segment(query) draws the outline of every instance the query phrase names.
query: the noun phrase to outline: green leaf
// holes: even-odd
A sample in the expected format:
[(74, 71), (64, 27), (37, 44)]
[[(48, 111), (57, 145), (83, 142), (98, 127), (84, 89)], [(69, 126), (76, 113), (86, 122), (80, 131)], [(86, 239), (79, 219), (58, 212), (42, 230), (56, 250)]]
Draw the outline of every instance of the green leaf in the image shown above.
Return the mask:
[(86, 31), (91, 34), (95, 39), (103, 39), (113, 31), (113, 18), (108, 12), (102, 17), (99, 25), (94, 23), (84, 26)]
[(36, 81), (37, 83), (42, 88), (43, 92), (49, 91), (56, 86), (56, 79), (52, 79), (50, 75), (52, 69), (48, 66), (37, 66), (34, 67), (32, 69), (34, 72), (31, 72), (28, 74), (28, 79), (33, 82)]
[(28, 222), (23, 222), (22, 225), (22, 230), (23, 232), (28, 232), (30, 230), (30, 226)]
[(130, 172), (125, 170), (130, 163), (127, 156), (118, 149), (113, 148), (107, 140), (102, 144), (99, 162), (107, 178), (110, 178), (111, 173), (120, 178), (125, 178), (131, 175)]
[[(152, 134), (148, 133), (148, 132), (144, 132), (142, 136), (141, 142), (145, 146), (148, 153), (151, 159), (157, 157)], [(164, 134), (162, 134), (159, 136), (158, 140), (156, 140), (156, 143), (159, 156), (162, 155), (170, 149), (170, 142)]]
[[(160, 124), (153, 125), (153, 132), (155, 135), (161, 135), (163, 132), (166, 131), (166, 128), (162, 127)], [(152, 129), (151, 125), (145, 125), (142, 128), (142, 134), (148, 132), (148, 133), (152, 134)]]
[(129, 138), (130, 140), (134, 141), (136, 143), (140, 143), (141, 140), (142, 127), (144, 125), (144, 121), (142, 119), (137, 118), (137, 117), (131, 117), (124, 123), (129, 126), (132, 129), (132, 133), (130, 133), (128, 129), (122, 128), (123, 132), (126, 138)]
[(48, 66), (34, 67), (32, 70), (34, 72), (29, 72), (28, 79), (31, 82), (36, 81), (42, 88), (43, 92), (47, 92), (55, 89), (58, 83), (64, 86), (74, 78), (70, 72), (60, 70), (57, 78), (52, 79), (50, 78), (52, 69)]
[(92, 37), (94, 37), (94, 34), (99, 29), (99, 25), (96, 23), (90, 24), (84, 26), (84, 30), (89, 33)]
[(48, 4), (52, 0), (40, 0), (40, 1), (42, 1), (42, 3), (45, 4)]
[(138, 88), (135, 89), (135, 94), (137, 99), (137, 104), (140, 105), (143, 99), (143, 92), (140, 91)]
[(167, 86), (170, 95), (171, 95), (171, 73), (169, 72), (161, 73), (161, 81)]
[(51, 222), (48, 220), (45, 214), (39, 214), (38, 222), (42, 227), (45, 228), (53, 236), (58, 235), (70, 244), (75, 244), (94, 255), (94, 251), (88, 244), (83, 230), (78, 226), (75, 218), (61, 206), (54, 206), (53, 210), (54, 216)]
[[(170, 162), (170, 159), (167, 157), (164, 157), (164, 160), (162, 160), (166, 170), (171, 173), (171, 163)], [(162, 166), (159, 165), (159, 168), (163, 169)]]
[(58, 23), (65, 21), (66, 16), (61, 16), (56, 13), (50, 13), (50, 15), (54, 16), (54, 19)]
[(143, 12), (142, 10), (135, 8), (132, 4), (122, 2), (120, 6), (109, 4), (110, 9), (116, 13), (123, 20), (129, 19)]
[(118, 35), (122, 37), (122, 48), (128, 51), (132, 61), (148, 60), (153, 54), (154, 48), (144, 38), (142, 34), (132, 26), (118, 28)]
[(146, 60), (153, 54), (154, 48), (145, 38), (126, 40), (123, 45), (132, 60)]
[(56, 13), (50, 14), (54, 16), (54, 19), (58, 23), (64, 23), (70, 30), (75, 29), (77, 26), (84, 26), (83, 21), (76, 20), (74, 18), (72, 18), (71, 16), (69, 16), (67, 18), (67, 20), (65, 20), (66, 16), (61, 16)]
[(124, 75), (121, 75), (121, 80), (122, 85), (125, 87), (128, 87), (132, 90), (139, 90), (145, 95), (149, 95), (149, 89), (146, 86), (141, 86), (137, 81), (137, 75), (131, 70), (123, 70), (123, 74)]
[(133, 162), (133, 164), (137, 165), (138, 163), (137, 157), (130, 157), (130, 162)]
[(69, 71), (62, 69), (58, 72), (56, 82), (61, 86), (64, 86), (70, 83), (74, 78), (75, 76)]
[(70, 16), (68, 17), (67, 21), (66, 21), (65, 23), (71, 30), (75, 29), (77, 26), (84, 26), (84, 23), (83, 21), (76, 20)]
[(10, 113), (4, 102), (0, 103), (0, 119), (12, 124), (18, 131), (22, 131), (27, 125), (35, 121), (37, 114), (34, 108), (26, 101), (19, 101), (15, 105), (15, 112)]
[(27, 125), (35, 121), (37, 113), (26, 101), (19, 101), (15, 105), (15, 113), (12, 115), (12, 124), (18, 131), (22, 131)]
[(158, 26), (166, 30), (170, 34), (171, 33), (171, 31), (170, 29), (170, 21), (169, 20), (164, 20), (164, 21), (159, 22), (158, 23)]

WHAT IS ASKED:
Rewrite all the entries above, substituting "yellow leaf" for "green leaf" and leaving everything else unchanged.

WRITTEN REPLY:
segment(query) draws the outline of every instance the query phrase names.
query: the noun phrase to outline: yellow leaf
// holes: even-odd
A sample in the expected format:
[(74, 71), (64, 27), (37, 44)]
[[(48, 111), (57, 145), (83, 142), (98, 127), (84, 89)], [(69, 126), (76, 113), (86, 122), (80, 131)], [(86, 239), (79, 219), (58, 212), (42, 230), (56, 250)]]
Draw the outline of every instance of the yellow leaf in the image shown above.
Return the mask:
[(86, 31), (91, 34), (95, 39), (103, 39), (113, 31), (113, 18), (108, 12), (102, 17), (99, 25), (94, 23), (84, 26)]
[(36, 81), (37, 83), (42, 88), (43, 92), (49, 91), (56, 86), (56, 79), (52, 79), (50, 75), (52, 69), (48, 66), (37, 66), (34, 67), (32, 69), (34, 72), (31, 72), (28, 74), (28, 79), (33, 82)]
[(28, 222), (23, 222), (22, 225), (22, 230), (23, 232), (28, 232), (30, 230), (30, 226)]
[(130, 172), (125, 170), (130, 163), (127, 156), (118, 149), (113, 148), (107, 140), (102, 144), (99, 162), (107, 178), (110, 178), (111, 173), (120, 178), (125, 178), (131, 175)]
[[(152, 134), (148, 133), (148, 132), (144, 132), (142, 136), (141, 142), (145, 146), (148, 153), (151, 159), (157, 157)], [(164, 134), (162, 134), (159, 136), (158, 140), (156, 140), (156, 143), (159, 156), (162, 155), (170, 149), (170, 142)]]
[[(160, 124), (153, 125), (153, 132), (155, 135), (161, 135), (163, 132), (166, 131), (166, 128), (162, 127)], [(152, 129), (151, 125), (145, 125), (142, 128), (142, 134), (148, 132), (148, 133), (152, 134)]]
[(129, 138), (130, 140), (134, 141), (136, 143), (140, 143), (141, 140), (142, 127), (144, 125), (144, 121), (142, 119), (137, 118), (137, 117), (131, 117), (124, 123), (129, 126), (132, 129), (132, 133), (130, 133), (128, 129), (122, 128), (123, 132), (126, 138)]
[(48, 66), (34, 67), (32, 70), (34, 72), (29, 72), (28, 79), (31, 82), (36, 81), (42, 88), (43, 92), (47, 92), (55, 89), (58, 83), (64, 86), (74, 78), (70, 72), (60, 70), (57, 78), (52, 79), (50, 78), (52, 69)]
[(92, 37), (94, 37), (94, 34), (99, 29), (99, 25), (96, 23), (90, 24), (84, 26), (84, 30), (89, 33)]
[(48, 4), (52, 0), (40, 0), (40, 1), (42, 1), (42, 3), (45, 4)]
[(138, 88), (135, 89), (135, 94), (137, 99), (137, 104), (140, 105), (143, 99), (143, 92), (140, 91)]
[(167, 86), (170, 95), (171, 95), (171, 73), (169, 72), (161, 73), (161, 81)]
[(51, 222), (48, 220), (45, 214), (39, 214), (38, 222), (42, 227), (45, 228), (53, 236), (58, 235), (70, 244), (75, 244), (94, 255), (94, 251), (88, 244), (83, 230), (78, 226), (75, 218), (61, 206), (54, 206), (53, 210), (54, 216)]
[[(170, 162), (170, 159), (167, 157), (164, 157), (164, 160), (162, 160), (166, 170), (171, 173), (171, 163)], [(162, 166), (159, 165), (159, 168), (163, 169)]]
[(58, 23), (65, 21), (66, 16), (61, 16), (56, 13), (50, 13), (50, 15), (54, 16), (54, 19)]
[(143, 12), (142, 10), (135, 8), (132, 4), (122, 2), (120, 6), (109, 4), (110, 9), (116, 13), (123, 20), (129, 19)]
[(118, 35), (122, 37), (122, 48), (128, 51), (132, 61), (148, 60), (153, 54), (154, 48), (144, 38), (142, 34), (132, 26), (118, 28)]
[(146, 60), (153, 54), (154, 48), (145, 38), (126, 40), (123, 45), (132, 60)]
[(56, 13), (50, 14), (54, 16), (54, 19), (58, 23), (64, 23), (70, 30), (75, 29), (77, 26), (84, 26), (83, 21), (76, 20), (74, 18), (72, 18), (71, 16), (69, 16), (67, 18), (67, 20), (65, 20), (66, 16), (61, 16)]
[(124, 75), (121, 75), (121, 80), (122, 85), (125, 87), (128, 87), (132, 90), (139, 90), (145, 95), (149, 95), (149, 89), (146, 86), (141, 86), (137, 81), (137, 75), (131, 70), (123, 70), (123, 74)]
[(133, 162), (133, 164), (137, 165), (138, 163), (137, 157), (130, 157), (130, 162)]
[(69, 71), (62, 69), (58, 72), (56, 82), (61, 86), (64, 86), (70, 83), (74, 78), (75, 76)]
[(70, 16), (68, 17), (67, 21), (66, 21), (65, 23), (71, 30), (75, 29), (77, 26), (84, 26), (84, 23), (83, 21), (76, 20)]
[(10, 113), (4, 102), (0, 103), (0, 119), (12, 124), (18, 131), (22, 131), (27, 125), (35, 121), (37, 114), (34, 108), (26, 101), (19, 101), (15, 105), (15, 112)]
[(27, 125), (35, 121), (37, 113), (26, 101), (19, 101), (15, 105), (15, 113), (12, 115), (12, 124), (18, 131), (22, 131)]
[(158, 26), (166, 30), (170, 34), (171, 33), (171, 31), (170, 29), (170, 21), (169, 20), (164, 20), (164, 21), (159, 22), (158, 23)]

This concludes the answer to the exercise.